** To do **
Copy every one of the records below word for word, keeping each line in its original order.

** Input records **

>> START

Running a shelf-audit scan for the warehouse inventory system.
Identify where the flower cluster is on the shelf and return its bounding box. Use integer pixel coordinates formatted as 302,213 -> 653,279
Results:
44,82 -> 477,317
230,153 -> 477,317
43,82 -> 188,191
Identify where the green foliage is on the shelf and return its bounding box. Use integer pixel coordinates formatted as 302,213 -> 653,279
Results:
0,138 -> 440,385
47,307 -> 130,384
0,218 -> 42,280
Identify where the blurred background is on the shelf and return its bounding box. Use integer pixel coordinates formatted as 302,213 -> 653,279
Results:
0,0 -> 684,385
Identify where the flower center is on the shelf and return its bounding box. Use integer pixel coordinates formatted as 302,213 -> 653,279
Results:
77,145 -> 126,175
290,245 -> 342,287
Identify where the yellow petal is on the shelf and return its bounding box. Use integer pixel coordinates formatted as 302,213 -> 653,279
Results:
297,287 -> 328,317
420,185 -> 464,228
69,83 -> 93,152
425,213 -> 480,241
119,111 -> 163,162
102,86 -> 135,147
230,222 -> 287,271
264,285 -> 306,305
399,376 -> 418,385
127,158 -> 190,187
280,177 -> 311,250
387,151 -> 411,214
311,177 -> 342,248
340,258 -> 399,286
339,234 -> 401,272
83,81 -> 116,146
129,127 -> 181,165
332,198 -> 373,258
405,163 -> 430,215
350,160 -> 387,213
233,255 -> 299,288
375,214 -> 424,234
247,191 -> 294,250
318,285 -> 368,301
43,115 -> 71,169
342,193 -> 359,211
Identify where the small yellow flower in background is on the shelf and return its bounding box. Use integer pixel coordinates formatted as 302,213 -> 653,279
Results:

>> END

** Worked answer **
Running a shelf-audit scan for the warehouse inventory system.
Identify where the flower cluster is on the shelf and return its bounding box. Use integer pixel coordinates formatted as 302,213 -> 653,279
Results:
44,82 -> 477,317
230,153 -> 477,317
43,82 -> 188,191
Identify where the green foliage is on the shelf and return its bounding box. Use integer pixel coordinates formatted as 302,213 -> 653,279
Results:
0,138 -> 440,385
47,307 -> 130,384
0,218 -> 42,280
Identify where the blurred background is on the shelf and return its bounding box. Use integer pixel coordinates formatted as 302,213 -> 653,279
Results:
0,0 -> 684,385
Identify where the flower center is on the shelf and return its bounding box. Use integer pixel coordinates formatted as 302,213 -> 653,279
Results:
77,145 -> 126,175
290,245 -> 342,287
Identify where the yellow petal is on the shelf and return its bounding box. Use integer pixel coordinates formatted as 302,213 -> 653,279
Results:
297,287 -> 328,317
420,185 -> 464,228
69,83 -> 93,152
425,213 -> 480,241
119,111 -> 163,162
102,86 -> 135,147
230,222 -> 287,271
264,285 -> 306,305
399,376 -> 418,385
127,158 -> 190,187
280,177 -> 311,250
387,151 -> 411,214
311,177 -> 342,248
340,258 -> 399,286
339,234 -> 401,272
83,81 -> 116,146
129,127 -> 181,165
332,198 -> 373,258
405,163 -> 430,215
350,160 -> 387,213
233,255 -> 299,288
375,214 -> 424,234
247,191 -> 294,250
318,285 -> 368,301
43,115 -> 71,169
342,193 -> 359,211
Identify where the small yellow flower in background is on the shelf and return its bounding box. Use integer pixel coordinates formatted as 302,213 -> 653,279
Results:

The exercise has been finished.